(Collected data)
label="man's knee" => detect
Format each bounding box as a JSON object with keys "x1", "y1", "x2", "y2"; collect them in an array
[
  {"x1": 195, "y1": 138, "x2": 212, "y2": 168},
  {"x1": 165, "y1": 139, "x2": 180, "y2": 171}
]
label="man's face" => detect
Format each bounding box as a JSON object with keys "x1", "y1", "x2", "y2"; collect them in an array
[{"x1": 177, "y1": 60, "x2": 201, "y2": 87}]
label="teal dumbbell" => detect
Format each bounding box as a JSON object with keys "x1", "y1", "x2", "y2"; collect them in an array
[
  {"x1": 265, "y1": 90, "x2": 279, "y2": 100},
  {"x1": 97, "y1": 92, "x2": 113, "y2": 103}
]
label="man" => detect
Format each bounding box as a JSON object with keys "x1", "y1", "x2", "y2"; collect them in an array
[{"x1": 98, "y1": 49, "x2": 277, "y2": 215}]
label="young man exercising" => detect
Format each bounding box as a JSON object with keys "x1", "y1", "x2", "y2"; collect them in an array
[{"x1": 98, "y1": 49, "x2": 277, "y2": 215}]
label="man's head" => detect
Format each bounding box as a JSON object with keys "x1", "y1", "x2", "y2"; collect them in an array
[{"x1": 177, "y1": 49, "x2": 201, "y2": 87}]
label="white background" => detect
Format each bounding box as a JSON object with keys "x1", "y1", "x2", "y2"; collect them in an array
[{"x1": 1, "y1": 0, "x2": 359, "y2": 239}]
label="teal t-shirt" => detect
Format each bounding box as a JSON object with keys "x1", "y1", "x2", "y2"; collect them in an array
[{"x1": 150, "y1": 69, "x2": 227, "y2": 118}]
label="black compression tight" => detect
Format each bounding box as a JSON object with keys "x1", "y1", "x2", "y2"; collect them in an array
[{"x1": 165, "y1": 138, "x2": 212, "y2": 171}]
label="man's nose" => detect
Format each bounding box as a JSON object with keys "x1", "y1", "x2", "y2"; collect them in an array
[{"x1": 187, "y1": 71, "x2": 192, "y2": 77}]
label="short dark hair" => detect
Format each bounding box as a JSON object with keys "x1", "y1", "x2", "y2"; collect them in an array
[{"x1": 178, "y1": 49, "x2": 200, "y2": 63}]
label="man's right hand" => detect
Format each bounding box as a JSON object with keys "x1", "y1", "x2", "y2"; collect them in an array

Task brief: Pull out all lines of the data with the string "label".

Your solution:
label="man's knee" => detect
label="man's face" => detect
label="teal dumbbell" => detect
label="man" => detect
label="young man exercising" => detect
label="man's head" => detect
label="white background" => detect
label="teal t-shirt" => detect
label="black compression tight" => detect
label="man's nose" => detect
label="short dark hair" => detect
label="man's right hand" => detect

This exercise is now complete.